PAGE EXTRACT Block Start
While Brandeis maintains the accessibility and community-feel of a small liberal arts college, its administration often touts that it has the research capability of a larger university.
Patricia and Peter Gruber founded the Gruber Foundation in 1993. Peter Gruber had been successful in the asset management business and was referred to as the “pioneering investor in the emerging market.”

“We were left with the luxurious question of, ‘What would you do if you had extra money?” Patricia Gruber explained. It was a difficult question for the Grubers, but as they reflected upon Peter Gruber’s remarkable childhood story they ultimately decided to give individuals intellectual prizes with their money.

Peter Gruber and his Jewish family fled Hungary for India just before Hitler invaded during World War II. Upon reaching India, the family settled in Calcutta just as the Japanese began to bomb the area. Peter’s parents, who were uniform manufacturers for the British army, sent him and his two brothers to the Himalayas for three distinct reasons: it was far away, it was safe, and it had an excellent schooling system.

The boys had no choice but to adapt to a new and unfamiliar life. There were “a lot of changes, a lot of diversity and I think it made him grow up fast,” Patricia Gruber reflects.
PAGE EXTRACT Block End
EXCERPTED RECORDS Block Start
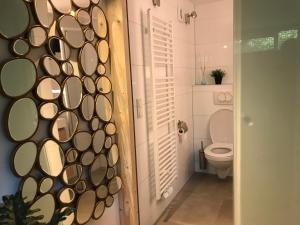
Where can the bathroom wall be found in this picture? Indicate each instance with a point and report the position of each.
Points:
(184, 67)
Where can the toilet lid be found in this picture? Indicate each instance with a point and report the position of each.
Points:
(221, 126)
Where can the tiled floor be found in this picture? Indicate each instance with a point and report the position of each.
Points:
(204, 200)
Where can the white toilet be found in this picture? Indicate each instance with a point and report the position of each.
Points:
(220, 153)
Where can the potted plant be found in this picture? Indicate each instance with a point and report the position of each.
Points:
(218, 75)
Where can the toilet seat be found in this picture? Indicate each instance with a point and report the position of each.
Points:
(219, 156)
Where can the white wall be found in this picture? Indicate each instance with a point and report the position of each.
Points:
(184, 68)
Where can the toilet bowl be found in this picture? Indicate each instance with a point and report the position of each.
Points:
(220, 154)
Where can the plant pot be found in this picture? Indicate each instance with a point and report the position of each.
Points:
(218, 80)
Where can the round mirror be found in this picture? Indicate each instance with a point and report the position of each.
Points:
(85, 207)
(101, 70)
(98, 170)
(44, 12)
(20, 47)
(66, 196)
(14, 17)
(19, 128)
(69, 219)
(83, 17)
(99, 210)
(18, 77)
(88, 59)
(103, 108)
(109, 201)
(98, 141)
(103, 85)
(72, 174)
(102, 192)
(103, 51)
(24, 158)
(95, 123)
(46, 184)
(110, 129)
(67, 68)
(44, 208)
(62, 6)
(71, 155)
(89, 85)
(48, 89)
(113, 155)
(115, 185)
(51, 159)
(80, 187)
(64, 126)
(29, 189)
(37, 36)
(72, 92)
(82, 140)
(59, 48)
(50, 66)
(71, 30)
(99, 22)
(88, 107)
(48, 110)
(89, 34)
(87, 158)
EXCERPTED RECORDS Block End
EXCERPTED RECORDS Block Start
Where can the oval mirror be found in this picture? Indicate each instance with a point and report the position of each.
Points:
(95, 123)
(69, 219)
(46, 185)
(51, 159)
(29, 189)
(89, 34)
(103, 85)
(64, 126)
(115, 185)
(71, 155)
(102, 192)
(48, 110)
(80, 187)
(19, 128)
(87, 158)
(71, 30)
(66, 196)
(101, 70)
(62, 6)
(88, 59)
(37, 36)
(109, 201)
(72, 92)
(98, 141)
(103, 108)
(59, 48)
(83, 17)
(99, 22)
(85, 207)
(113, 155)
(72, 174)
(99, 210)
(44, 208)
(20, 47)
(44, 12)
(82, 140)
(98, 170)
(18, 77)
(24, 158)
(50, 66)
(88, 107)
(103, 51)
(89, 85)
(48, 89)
EXCERPTED RECORDS Block End
EXCERPTED RECORDS Block Start
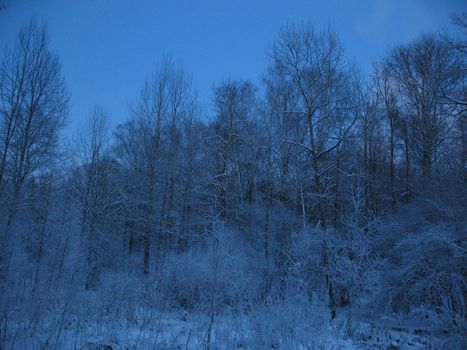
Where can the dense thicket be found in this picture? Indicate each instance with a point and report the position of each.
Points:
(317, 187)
EXCERPTED RECORDS Block End
Translate this sentence from the Gruber Foundation passage into Spanish: "The boys had no choice but to adapt to a new and unfamiliar life."

▶ _RESPONSE FOR THIS EXERCISE_:
Los niños no tuvieron más remedio que adaptarse a una vida nueva y desconocida.